PROVIDED PASSAGE:
=== Begin Enclosure ===

Statistics: Sample size - validity

There are at least two criteria that need to be considered in determining a minimal sample size: power and validity. In contrast with power calculations, there is no simple way to determine the minimal sample size to achieve a reasonable assurance of validity. It depends on the nature of data and statistical relationships in the area under study. Frank Harrell (2001) Regression Modeling Strategies p. 61:

Studies in which models are validated on independent datasets <<add references>> have shown that in many situations a fitted regression model is likely to be reliable when the number of predictors (or candidate predictors if using variable selection) p is less than n / 10 or m / 20, where m is the "limiting sample size" given in [the table below]:
Type of response variable Limiting Sample Size mNotes
Continuous n (total sample size)
Binary min(n1,n2) If one considers the power of a two-sample binomial test compared with a Wilcoxon test if the response could be made continuous and the proportional odds assumption holds, the effective sample size for a binary response is $3 n_1 n_2/n \approx 3 min(n_1, n_2)$ if n1 / n is near 0 or 1. Here n1 and n2 are the marginal frequencies of the two response levels.

=== End Enclosure ===

Items listed in a dataset

=== Begin Enclosure ===

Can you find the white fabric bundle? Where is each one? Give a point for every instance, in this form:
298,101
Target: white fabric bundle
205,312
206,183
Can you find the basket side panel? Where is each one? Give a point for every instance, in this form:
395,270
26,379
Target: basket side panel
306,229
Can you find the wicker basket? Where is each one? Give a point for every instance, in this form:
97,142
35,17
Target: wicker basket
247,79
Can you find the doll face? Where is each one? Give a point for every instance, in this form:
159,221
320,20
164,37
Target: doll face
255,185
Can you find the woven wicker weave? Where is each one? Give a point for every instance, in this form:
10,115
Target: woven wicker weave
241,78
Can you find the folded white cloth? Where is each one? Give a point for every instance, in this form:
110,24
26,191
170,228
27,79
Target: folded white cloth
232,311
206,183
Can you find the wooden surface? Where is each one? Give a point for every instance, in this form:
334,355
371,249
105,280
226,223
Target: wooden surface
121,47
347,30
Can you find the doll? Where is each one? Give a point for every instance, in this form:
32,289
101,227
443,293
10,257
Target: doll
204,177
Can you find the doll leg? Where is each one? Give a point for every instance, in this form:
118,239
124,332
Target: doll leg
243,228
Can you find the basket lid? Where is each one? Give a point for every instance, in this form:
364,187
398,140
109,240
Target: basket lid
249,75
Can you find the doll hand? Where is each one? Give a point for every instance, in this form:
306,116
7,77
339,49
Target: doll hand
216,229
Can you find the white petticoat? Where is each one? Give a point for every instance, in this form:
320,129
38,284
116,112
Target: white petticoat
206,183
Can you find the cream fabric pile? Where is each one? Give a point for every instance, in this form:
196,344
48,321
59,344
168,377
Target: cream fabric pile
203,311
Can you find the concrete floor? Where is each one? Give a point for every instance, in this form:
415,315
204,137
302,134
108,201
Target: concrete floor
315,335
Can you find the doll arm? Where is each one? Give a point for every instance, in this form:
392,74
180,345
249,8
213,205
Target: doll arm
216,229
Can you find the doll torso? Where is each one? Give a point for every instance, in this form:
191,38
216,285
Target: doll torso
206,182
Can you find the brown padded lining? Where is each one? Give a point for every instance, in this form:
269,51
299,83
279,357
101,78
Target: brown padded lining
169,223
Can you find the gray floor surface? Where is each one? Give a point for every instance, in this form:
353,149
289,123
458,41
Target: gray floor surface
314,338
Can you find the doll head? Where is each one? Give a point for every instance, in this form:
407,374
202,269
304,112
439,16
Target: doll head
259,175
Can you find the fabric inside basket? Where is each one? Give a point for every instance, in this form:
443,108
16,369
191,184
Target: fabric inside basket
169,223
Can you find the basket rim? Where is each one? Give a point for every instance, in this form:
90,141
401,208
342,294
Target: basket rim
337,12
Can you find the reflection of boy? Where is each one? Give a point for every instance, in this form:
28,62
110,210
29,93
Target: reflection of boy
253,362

=== End Enclosure ===

TASK BRIEF:
Could you continue the statistics passage on minimal sample size and validity, picking up right after its last sentence?

THE ANSWER:
Ordinal (k categories) $n - \frac{1}{n^2}\sum_{i=1}^k n_i^3$ Based on the power of a proportional odds model two-sample test when the marginal cell sizes for the response are n1,...,nk, compared with all cell sizes equal to unity (response is continuous). If all cell sizes are equal, the relative efficiency of having k response categories compared to a continuous response is $1 - {1 \over {k^2}}$, for example, a five-level response is almost as efficient as a continuous one if proportional odds holds across category cutoffs.
Failure (survival) time number of failures This is approximate, as the effective sample size may sometimes be boosted somewhat by censored observations, especially for nonproportional hazards methods such as Wilcoxon-type tests.

Harrell's table is based on experience with biomedical data. The standards could be different in other areas. In some fractional-factorial designs used, for example, to monitor chemical processes in industry, the number of parameters is equal to the number of observations! However, these models are highly validated by being used continuously on the same process.